- _Material for this exercise_
-*-*-
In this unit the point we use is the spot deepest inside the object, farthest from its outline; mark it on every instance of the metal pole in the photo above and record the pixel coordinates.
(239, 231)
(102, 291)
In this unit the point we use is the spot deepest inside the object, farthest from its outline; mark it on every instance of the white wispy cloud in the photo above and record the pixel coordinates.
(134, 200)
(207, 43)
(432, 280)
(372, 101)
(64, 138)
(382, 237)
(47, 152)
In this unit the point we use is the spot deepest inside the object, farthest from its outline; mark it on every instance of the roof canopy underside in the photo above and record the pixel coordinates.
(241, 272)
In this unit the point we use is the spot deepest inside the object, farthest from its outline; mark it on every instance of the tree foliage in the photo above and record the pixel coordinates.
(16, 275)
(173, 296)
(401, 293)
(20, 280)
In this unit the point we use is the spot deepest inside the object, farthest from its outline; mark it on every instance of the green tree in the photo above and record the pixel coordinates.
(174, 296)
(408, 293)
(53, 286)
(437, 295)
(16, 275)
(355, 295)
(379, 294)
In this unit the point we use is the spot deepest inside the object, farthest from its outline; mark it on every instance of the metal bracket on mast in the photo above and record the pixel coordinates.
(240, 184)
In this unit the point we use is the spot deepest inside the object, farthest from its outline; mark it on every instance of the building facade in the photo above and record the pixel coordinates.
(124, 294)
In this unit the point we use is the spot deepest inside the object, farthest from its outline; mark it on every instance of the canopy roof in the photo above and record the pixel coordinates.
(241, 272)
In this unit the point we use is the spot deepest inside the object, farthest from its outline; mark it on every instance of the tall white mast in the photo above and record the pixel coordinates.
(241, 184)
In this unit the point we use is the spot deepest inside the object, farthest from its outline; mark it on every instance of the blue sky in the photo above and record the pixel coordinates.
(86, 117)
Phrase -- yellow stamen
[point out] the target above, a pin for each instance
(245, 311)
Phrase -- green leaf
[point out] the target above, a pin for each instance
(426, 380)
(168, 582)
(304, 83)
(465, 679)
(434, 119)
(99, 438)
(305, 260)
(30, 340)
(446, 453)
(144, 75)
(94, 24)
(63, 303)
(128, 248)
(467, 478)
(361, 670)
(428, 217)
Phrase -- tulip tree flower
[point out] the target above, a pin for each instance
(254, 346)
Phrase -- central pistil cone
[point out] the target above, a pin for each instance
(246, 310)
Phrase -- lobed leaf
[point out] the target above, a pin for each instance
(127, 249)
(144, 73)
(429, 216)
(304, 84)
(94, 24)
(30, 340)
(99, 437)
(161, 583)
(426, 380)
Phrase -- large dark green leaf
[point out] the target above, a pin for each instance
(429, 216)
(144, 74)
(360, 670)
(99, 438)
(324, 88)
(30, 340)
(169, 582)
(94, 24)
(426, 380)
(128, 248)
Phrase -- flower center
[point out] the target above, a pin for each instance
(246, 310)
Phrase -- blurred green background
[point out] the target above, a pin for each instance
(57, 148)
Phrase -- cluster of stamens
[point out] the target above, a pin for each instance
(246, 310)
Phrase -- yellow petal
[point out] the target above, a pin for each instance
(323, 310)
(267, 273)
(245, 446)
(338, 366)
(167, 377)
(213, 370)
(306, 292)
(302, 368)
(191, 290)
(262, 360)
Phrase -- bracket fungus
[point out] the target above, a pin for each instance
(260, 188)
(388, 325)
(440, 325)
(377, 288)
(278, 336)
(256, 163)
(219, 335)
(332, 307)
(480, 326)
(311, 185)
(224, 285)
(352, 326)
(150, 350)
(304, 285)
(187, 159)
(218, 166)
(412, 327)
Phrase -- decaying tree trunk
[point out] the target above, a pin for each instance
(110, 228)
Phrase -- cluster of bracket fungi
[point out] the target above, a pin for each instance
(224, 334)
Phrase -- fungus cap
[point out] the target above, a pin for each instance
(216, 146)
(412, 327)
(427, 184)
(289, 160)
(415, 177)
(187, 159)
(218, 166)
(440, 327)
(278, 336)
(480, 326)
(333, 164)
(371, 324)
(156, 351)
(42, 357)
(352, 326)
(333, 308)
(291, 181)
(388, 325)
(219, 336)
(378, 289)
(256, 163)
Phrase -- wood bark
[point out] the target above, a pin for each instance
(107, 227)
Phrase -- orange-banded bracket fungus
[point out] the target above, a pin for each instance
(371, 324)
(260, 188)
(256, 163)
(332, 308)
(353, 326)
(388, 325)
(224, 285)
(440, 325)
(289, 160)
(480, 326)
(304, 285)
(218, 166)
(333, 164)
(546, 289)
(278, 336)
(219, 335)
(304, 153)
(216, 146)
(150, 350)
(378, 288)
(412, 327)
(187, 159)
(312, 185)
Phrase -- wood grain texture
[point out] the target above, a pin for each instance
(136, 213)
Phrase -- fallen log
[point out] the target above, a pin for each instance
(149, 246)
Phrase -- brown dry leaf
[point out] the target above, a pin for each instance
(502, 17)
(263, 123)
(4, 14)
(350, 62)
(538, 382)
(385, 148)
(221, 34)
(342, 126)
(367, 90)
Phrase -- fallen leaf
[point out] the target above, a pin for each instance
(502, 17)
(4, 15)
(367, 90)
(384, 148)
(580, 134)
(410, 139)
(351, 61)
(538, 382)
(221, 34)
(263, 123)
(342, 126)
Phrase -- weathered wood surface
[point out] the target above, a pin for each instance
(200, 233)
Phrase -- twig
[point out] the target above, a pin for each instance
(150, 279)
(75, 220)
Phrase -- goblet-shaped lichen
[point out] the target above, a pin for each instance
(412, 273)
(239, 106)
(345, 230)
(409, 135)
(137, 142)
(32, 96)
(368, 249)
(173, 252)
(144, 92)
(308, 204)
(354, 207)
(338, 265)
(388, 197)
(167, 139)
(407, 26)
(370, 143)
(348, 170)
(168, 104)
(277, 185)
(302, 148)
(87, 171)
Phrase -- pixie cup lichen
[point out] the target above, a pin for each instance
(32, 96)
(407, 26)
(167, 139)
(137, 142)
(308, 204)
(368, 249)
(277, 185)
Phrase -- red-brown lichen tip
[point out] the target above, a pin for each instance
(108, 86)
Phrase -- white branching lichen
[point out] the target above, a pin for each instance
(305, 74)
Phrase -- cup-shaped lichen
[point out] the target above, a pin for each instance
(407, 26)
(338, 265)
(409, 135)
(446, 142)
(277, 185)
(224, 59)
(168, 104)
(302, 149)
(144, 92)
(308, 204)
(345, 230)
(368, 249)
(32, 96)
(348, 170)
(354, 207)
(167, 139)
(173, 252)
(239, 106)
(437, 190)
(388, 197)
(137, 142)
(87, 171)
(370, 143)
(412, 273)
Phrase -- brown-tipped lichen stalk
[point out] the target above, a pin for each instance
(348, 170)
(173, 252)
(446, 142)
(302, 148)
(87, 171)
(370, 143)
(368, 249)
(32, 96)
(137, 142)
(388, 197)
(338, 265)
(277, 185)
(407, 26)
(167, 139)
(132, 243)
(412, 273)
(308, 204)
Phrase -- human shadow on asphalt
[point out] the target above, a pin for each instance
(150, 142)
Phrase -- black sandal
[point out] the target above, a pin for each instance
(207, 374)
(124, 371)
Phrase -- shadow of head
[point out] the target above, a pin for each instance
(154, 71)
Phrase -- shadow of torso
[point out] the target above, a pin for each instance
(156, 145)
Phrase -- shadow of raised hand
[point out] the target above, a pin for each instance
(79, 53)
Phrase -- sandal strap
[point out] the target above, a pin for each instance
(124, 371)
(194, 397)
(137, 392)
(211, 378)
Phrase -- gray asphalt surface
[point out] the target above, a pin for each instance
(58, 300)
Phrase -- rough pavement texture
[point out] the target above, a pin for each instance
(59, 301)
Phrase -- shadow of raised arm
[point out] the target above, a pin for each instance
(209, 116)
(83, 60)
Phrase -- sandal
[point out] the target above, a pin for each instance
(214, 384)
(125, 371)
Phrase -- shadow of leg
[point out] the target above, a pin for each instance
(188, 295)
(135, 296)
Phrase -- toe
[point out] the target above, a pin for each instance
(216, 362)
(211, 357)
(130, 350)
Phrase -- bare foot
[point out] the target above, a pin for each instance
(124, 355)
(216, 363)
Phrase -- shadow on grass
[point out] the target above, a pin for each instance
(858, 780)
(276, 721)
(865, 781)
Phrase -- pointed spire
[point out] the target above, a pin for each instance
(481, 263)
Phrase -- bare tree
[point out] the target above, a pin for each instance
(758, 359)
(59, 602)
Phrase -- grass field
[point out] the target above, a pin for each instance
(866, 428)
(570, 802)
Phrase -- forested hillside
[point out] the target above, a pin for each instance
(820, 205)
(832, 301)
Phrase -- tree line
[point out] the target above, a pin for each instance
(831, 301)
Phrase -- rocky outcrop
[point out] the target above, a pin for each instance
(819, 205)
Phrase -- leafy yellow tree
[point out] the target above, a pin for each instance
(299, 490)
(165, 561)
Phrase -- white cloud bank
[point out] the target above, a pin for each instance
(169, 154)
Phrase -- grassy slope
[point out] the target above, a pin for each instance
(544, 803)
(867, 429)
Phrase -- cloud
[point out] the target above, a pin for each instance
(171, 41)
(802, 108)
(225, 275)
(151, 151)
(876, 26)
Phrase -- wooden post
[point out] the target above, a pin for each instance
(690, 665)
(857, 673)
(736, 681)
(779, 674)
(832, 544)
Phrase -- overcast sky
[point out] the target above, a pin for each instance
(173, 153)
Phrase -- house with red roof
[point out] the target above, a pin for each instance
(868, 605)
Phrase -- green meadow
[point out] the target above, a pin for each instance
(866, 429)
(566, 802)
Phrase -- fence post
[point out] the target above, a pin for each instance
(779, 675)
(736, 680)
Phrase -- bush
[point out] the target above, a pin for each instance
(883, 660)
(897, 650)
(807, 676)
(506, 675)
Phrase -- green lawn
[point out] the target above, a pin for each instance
-*-*-
- _The task_
Could you copy out everything from the line containing "Phrase -- cloud" down to the end of the items, swapping "pin" for "marker" and keeping all else the same?

- _Solution to this task_
Phrase -- cloud
[point out] the target above, a marker for each instance
(171, 41)
(802, 108)
(225, 275)
(151, 151)
(876, 26)
Phrase -- wooden post
[point out] the target above, a marker for each instance
(690, 665)
(857, 673)
(736, 681)
(779, 674)
(832, 544)
Phrase -- overcast sky
[point out] the target above, a marker for each instance
(173, 153)
Phrase -- house with red roof
[point out] the target above, a marker for each instance
(868, 605)
Phrase -- green meadow
[point out] the target above, a marker for each instance
(866, 429)
(566, 802)
Phrase -- fence post
[point out] the target above, a marker for each instance
(779, 675)
(736, 680)
Phrase -- bush
[point out] the target above, a marker for each instance
(883, 660)
(897, 650)
(807, 676)
(506, 675)
Phrase -- green lawn
[point out] the target above, a marker for each instance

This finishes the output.